→ Selected passage
══════════

Seymour Hersh alleges Pak complicity in Osama bin Laden's killing

Veteran American journalist Seymour M Hersh has claimed that the CIA's mission of hunting down Al Qaeda chief Osama bin Laden in his hideout in Pakistan's Hindu Khush mountains was a pre-arranged operation to gain publicity for President Barrack Obama.

Osama bin LadenHersh has authored a piece The Killing of Osama bin Laden in the London Review of Books claiming that the official version on how the CIA got information on the Al Qaeda chief's hideout was a lie and that the US actually got information about bin Laden only after a retired Pakistani Inter-Services Intelligence (ISI) officer chose to betray the Al Qaeda chief.

In return the Pakistani intelligence officer got a reward of $25 million, some of which he shared  with the doctor treating the ailing Osama, according to Hersh.

Osama bin Laden was a prisoner of Pakistan's intelligence agency ISI at the Abbottabad compound since 2006, and, according to Hersh, the then Pakistan army chief General Ashfaq Parvez Kayani and head of ISI Lt General Ahmed Shuja Pasha also knew of the US Navy Seals' raid and allowed the two helicopters carrying the Seals to cross Pakistani airspace undisturbed.

"In August 2010, a former senior Pakistani intelligence officer approached Jonathan Bank, then the CIA's station chief at the US embassy in Islamabad. He offered to tell the CIA where to find bin Laden in return for the reward that Washington had offered in 2001," Hersh wrote in his piece The Killing of Osama bin Laden.

══════════

Source records
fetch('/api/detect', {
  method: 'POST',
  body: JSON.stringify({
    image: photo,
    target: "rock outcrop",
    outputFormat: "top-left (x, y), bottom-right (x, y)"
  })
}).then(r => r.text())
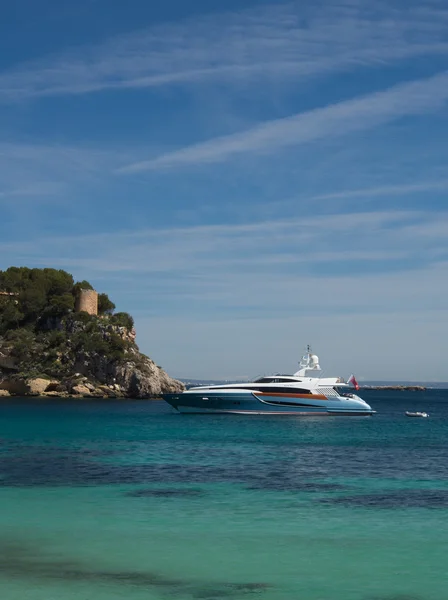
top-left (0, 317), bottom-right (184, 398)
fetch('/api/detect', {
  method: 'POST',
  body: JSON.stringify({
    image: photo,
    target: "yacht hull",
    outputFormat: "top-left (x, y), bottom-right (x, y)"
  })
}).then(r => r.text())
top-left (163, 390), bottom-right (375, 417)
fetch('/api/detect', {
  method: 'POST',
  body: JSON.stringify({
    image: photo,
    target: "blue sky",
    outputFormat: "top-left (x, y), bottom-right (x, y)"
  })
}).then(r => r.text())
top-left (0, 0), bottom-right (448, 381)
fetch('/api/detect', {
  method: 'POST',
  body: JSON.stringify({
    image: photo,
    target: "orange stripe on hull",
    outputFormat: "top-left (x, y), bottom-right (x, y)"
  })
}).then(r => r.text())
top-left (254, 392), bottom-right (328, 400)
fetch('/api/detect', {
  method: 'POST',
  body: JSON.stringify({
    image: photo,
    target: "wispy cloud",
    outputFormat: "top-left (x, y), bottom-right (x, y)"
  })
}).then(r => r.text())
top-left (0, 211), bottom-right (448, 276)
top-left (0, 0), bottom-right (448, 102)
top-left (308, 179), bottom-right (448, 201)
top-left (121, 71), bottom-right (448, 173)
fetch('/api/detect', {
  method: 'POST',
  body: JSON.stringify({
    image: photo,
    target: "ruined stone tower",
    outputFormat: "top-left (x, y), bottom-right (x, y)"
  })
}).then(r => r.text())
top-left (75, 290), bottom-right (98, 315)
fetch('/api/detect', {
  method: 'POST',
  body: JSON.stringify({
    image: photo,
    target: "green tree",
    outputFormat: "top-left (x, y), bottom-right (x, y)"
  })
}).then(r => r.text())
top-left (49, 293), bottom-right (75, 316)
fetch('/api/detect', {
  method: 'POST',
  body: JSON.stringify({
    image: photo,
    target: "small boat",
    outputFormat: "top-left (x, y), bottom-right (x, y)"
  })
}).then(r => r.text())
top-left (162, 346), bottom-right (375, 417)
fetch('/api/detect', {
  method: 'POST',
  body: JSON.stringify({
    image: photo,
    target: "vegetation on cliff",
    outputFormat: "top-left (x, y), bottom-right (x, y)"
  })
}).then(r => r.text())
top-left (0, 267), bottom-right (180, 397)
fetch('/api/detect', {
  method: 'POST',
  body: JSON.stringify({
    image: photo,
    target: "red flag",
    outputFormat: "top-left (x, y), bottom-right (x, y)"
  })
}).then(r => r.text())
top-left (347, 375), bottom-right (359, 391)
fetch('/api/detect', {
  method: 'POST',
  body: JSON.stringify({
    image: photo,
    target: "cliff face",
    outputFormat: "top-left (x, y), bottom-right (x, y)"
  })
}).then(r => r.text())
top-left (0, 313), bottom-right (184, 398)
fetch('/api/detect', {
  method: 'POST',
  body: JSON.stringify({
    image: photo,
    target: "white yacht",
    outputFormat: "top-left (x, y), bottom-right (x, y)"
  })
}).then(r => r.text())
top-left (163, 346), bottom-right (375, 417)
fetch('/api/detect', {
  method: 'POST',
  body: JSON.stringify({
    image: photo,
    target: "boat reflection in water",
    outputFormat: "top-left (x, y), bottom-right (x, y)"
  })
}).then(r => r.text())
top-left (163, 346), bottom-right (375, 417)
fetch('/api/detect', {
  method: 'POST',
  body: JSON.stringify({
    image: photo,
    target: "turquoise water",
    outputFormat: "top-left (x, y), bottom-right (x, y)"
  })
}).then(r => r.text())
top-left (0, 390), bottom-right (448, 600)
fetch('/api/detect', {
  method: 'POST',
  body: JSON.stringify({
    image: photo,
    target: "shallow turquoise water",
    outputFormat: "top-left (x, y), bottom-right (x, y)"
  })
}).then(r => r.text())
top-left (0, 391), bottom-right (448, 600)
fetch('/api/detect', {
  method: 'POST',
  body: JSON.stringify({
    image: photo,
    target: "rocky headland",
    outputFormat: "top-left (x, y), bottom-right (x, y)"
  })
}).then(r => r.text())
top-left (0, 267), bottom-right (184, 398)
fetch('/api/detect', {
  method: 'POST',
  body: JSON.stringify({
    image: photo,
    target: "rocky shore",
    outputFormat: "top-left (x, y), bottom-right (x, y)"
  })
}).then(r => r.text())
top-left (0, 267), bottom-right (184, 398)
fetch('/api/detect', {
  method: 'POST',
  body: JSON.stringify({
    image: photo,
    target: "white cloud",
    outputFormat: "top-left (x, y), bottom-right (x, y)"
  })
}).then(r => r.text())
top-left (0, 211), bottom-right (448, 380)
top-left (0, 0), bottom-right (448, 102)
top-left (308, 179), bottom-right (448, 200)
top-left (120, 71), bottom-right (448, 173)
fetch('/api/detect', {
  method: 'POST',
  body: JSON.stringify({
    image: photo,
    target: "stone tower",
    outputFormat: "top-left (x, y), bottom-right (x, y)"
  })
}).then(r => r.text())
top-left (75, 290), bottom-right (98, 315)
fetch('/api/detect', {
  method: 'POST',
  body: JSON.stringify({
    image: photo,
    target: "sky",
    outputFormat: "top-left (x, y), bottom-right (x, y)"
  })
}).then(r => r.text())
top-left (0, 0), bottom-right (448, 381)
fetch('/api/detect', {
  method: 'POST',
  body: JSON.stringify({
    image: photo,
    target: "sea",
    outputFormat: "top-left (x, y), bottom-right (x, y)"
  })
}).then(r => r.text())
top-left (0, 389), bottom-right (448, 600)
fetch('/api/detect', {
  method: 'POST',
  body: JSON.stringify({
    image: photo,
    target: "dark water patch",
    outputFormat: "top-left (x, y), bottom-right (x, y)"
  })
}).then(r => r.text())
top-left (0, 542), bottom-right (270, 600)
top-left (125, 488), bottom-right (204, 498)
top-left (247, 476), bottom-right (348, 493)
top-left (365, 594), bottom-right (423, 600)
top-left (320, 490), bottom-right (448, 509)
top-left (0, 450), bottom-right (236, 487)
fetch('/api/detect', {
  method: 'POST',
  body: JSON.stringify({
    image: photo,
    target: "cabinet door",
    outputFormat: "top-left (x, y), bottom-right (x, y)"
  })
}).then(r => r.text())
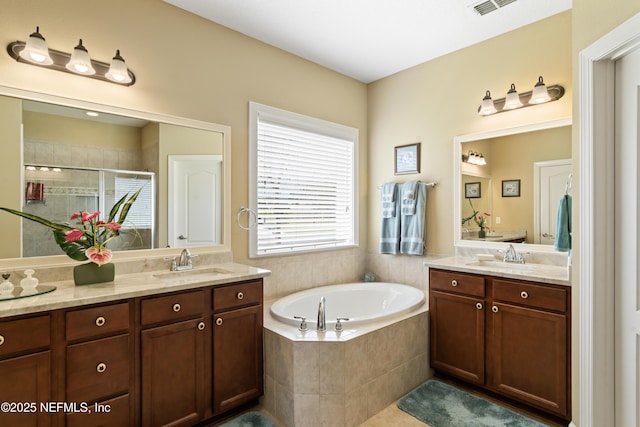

══════════

→ Exercise set
**1.** Say whether each statement agrees with the article on Seymour Hersh's claims. Answer yes or no, and quote the words of the article that decide it.
(a) The retired Pakistani intelligence officer received a reward of $25 million.
(b) The former Pakistani officer approached the CIA's station chief in Islamabad in August 2011.
(c) Three helicopters carried the Navy Seals across Pakistani airspace.
**2.** Answer these questions from the article on Seymour Hersh's claims.
(a) In which publication did Hersh's piece appear?
(b) Since what year was bin Laden held at the Abbottabad compound, according to the article?
(c) Who was the head of ISI at the time of the raid?
**3.** According to the article on Seymour Hersh's claims, why did the former Pakistani intelligence officer offer to tell the CIA where to find bin Laden?

→ Per-task outputs
**1.**
(a) Yes: "got a reward of $25 million"
(b) No: "In August 2010, a former senior Pakistani intelligence officer approached Jonathan Bank"
(c) No: "allowed the two helicopters carrying the Seals to cross Pakistani airspace undisturbed"

**2.**
(a) The London Review of Books
(b) 2006
(c) Lt General Ahmed Shuja Pasha

**3.** Hersh writes that the officer offered the information in return for the reward Washington had offered in 2001. In return, he got a reward of $25 million.